Delayed visual maturation (DVM) is an eye disorder found in newborn babies who exhibit poor visual behavior and attention. In the beginning, the infants seem as if they are unable to look at the mother’s or caregiver’s face or follow any objects with the eyes. On examination, the eye appears normal but fails to respond to stimulation such as a bright light or a threatening object. The infant will not blink when presented with a visual threat. Neurological tests are also normal, and DVM infants do not have nystagmus or wandering eye movements.
This condition is similar to cortical visual impairment (CVI) but with specific differences. In DVM, the vision problems resolve entirely as early as four to six months and as late as one year after birth. Vision returns to normal, unlike in CVI, where vision may return but not to normal levels. Besides, children affected by CVI have underlying neurological brain anomalies responsible for the abnormal vision.
DVI is usually associated with other delayed neurological development signs as well as infantile spasms. Treating the spasms improves vision in these children. A 2-4-month-old infant who lacks visual attentiveness should be taken to an ophthalmologist. Infants who do not pick up vision after six months may require additional examination because they may be having more severe eye conditions such as monochromatism or Leber's congenital amaurosis.
--- --- ---
• _Tasks and exercises_
**a)** According to the passage on delayed visual maturation, what will an infant with DVM not do when presented with a visual threat?
**b)** Quote the passage on delayed visual maturation between "Delayed visual maturation" and "wandering eye movements.", inclusive.
--- --- ---
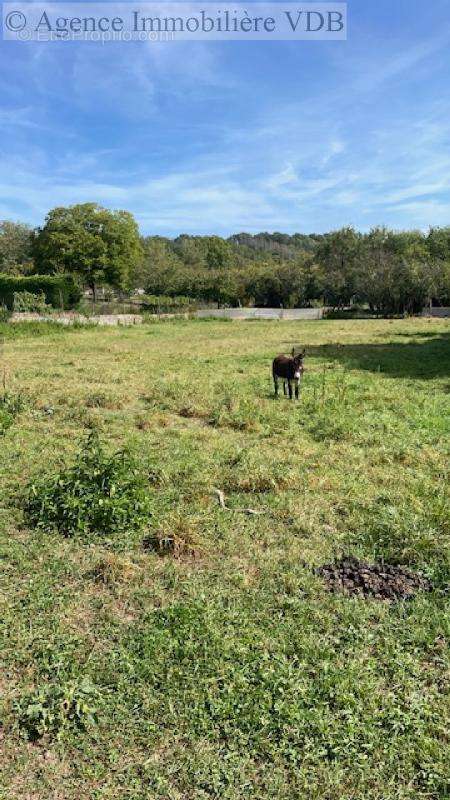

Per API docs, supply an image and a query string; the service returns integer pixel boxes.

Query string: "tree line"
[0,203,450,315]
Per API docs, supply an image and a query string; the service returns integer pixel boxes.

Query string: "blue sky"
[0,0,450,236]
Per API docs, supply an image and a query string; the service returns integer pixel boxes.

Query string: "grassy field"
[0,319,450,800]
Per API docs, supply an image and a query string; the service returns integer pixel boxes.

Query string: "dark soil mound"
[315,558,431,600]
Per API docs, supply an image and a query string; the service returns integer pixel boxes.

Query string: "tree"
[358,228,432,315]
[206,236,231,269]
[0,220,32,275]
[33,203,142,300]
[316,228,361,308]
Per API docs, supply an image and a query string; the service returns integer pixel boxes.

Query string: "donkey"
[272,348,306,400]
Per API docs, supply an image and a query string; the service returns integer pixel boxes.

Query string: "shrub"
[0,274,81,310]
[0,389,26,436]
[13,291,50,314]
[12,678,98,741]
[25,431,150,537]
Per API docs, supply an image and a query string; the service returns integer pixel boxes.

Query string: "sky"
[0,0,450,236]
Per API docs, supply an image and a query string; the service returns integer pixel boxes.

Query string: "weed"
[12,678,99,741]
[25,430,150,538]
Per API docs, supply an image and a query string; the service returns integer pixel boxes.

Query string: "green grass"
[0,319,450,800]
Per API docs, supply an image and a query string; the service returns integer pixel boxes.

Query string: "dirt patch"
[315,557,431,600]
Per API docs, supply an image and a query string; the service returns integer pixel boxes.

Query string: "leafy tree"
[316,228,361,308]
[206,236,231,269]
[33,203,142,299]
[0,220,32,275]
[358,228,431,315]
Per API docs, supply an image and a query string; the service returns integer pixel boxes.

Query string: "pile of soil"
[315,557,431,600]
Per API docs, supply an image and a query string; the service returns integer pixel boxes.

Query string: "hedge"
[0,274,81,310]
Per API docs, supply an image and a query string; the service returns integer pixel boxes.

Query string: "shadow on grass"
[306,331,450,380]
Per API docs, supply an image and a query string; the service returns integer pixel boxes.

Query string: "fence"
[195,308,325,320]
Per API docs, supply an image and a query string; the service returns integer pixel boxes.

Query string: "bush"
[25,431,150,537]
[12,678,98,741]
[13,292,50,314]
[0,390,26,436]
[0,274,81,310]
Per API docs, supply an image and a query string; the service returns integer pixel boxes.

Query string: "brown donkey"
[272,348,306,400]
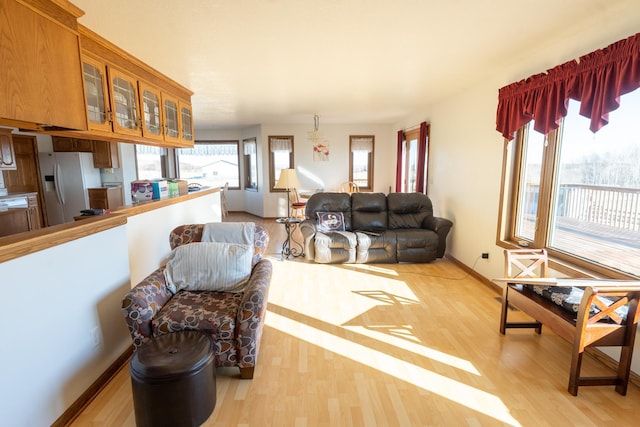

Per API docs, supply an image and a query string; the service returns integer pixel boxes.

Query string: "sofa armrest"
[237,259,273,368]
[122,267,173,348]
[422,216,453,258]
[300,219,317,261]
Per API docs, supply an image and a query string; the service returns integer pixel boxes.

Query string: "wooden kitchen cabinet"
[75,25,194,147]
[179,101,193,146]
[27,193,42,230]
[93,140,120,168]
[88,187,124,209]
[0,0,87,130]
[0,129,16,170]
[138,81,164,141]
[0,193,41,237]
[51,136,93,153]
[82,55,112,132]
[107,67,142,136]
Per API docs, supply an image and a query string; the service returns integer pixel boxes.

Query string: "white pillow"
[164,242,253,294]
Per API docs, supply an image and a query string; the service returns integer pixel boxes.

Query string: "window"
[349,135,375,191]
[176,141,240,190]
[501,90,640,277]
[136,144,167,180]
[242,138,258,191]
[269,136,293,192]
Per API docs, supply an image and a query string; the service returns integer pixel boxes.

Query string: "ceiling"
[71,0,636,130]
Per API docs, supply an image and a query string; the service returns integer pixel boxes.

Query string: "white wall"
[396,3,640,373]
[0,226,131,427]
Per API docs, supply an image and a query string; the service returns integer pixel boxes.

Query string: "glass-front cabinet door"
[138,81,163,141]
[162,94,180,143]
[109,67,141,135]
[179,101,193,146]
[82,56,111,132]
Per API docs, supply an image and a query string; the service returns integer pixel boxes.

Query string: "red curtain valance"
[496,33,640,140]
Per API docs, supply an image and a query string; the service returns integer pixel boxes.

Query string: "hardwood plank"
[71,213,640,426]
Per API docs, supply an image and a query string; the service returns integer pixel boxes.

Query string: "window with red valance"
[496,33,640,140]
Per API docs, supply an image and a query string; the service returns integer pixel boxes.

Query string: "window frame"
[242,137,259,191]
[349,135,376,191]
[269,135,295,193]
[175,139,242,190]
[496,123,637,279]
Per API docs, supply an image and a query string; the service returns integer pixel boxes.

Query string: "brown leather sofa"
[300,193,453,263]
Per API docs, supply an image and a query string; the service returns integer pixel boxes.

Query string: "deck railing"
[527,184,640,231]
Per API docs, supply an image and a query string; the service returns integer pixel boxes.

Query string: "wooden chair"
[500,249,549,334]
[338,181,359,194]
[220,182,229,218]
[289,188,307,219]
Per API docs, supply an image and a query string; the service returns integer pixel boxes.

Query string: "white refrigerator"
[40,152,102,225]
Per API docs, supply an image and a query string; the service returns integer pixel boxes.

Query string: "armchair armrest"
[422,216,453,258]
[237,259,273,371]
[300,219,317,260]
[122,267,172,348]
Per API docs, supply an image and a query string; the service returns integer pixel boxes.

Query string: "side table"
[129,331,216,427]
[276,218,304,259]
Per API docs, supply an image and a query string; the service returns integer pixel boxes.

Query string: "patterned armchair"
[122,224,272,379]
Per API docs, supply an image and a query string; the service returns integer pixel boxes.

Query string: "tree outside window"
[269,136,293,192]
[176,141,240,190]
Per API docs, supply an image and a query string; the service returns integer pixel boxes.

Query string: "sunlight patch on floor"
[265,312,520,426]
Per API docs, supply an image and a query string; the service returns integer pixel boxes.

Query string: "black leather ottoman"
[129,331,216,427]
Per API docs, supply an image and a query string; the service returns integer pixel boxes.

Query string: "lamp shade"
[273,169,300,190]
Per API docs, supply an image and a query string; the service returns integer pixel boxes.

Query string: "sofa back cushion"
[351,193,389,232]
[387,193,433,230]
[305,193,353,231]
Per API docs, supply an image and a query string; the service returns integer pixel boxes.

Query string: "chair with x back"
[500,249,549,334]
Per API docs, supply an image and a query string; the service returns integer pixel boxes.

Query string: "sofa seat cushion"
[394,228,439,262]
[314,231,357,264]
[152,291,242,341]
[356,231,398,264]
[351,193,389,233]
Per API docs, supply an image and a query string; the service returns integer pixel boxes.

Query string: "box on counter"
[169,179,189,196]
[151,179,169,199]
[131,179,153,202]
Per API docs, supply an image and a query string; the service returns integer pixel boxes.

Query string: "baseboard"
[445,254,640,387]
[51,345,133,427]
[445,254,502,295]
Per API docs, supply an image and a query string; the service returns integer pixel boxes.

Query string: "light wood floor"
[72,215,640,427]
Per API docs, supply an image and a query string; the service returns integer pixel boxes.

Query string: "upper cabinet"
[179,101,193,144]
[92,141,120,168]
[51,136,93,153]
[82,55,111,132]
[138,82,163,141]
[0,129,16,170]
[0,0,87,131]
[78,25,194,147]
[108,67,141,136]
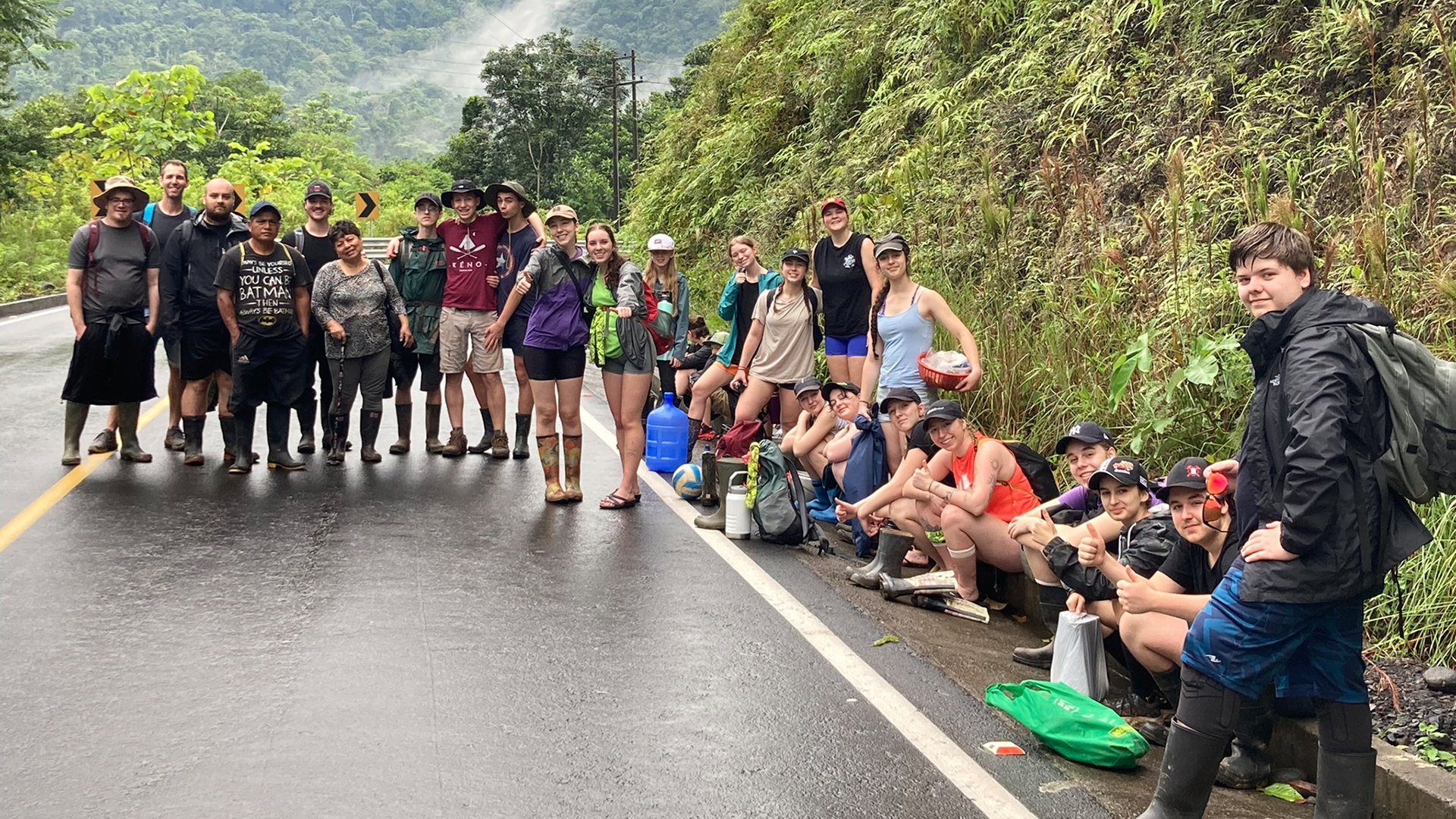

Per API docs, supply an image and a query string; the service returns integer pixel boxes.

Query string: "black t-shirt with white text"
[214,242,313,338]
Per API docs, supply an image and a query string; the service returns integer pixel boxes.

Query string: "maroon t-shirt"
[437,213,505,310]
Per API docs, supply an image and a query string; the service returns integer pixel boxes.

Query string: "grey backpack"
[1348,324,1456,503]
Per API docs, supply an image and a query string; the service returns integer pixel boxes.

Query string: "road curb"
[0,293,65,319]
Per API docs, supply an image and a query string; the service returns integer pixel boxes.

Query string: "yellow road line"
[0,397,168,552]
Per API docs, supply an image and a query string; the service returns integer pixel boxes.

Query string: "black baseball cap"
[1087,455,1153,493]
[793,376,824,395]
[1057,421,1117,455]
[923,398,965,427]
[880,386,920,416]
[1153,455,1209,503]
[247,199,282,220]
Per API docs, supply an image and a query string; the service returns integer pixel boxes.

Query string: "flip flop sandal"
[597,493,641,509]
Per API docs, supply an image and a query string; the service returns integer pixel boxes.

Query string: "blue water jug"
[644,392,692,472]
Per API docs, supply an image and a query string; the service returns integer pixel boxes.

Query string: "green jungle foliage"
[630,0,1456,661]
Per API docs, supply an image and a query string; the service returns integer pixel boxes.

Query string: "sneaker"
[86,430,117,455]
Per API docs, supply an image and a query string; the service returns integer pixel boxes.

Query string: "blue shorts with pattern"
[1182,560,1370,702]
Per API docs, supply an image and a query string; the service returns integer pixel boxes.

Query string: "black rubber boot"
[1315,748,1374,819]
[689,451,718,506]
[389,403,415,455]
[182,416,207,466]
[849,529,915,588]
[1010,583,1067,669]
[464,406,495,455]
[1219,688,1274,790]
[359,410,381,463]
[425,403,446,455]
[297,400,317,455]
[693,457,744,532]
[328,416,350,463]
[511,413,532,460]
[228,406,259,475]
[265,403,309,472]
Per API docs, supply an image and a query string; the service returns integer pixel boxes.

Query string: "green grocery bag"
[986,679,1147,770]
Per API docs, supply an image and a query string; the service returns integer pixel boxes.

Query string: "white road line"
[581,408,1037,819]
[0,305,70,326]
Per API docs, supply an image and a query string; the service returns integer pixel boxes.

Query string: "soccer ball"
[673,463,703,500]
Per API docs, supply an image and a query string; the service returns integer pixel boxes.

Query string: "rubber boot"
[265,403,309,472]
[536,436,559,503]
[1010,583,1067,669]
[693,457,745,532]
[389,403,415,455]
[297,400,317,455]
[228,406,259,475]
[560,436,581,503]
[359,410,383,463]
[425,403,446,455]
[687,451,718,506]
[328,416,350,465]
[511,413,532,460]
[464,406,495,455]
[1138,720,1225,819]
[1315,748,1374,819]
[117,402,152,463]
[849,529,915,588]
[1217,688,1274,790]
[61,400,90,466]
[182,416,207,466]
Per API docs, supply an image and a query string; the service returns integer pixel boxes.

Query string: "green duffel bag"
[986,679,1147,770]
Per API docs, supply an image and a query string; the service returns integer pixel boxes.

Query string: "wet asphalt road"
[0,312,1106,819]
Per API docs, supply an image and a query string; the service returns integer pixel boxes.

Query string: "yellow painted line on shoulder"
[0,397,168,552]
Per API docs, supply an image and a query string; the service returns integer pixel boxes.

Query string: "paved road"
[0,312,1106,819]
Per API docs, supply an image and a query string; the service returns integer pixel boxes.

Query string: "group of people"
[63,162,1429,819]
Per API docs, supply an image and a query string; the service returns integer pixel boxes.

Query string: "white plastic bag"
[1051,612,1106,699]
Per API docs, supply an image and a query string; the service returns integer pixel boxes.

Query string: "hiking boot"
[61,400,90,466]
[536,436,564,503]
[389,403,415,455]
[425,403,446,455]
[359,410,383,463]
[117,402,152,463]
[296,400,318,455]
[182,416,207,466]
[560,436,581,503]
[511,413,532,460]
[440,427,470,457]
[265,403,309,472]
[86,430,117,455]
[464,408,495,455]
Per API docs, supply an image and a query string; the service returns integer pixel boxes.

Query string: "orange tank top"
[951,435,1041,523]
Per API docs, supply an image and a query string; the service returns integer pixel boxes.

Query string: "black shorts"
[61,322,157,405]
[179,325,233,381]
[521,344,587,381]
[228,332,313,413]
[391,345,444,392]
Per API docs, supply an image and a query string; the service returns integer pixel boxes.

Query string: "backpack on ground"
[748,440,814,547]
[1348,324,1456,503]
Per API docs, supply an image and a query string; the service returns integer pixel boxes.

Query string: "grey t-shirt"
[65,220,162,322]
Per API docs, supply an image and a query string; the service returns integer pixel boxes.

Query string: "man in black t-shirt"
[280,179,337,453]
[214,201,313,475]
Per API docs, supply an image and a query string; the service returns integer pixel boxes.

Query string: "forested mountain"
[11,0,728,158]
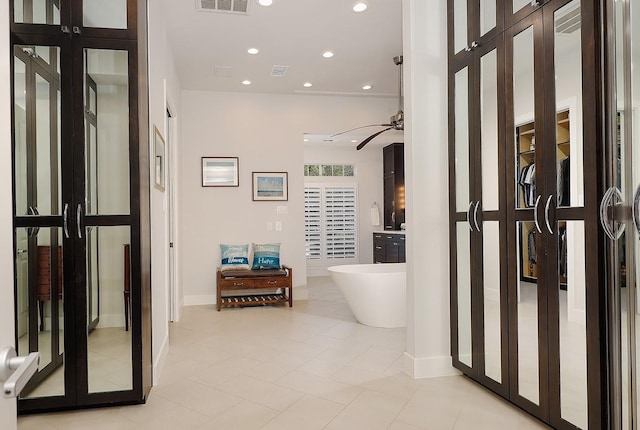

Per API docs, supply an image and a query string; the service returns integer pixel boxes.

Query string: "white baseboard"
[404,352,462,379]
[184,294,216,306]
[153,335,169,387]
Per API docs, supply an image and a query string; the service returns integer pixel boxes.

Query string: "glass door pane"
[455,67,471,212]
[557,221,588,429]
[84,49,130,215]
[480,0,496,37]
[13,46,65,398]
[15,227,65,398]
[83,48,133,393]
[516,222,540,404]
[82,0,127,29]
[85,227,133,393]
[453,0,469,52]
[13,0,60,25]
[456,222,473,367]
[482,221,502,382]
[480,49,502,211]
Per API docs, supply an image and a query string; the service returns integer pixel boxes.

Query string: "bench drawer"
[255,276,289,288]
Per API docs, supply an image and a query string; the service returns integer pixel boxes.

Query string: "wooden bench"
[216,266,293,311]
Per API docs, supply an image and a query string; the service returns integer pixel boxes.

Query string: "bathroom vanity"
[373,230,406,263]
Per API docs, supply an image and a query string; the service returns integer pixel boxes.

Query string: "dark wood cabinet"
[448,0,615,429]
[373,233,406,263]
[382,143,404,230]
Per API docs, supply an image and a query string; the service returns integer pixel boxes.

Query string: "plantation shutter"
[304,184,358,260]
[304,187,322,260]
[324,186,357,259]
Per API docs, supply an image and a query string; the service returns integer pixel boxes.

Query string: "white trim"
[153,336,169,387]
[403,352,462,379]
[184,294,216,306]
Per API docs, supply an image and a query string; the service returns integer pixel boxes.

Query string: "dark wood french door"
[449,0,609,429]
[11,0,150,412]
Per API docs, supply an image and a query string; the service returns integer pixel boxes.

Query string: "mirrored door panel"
--- --- ---
• _Answers given_
**a)** The infant will not blink.

**b)**
Delayed visual maturation (DVM) is an eye disorder found in newborn babies who exhibit poor visual behavior and attention. In the beginning, the infants seem as if they are unable to look at the mother’s or caregiver’s face or follow any objects with the eyes. On examination, the eye appears normal but fails to respond to stimulation such as a bright light or a threatening object. The infant will not blink when presented with a visual threat. Neurological tests are also normal, and DVM infants do not have nystagmus or wandering eye movements.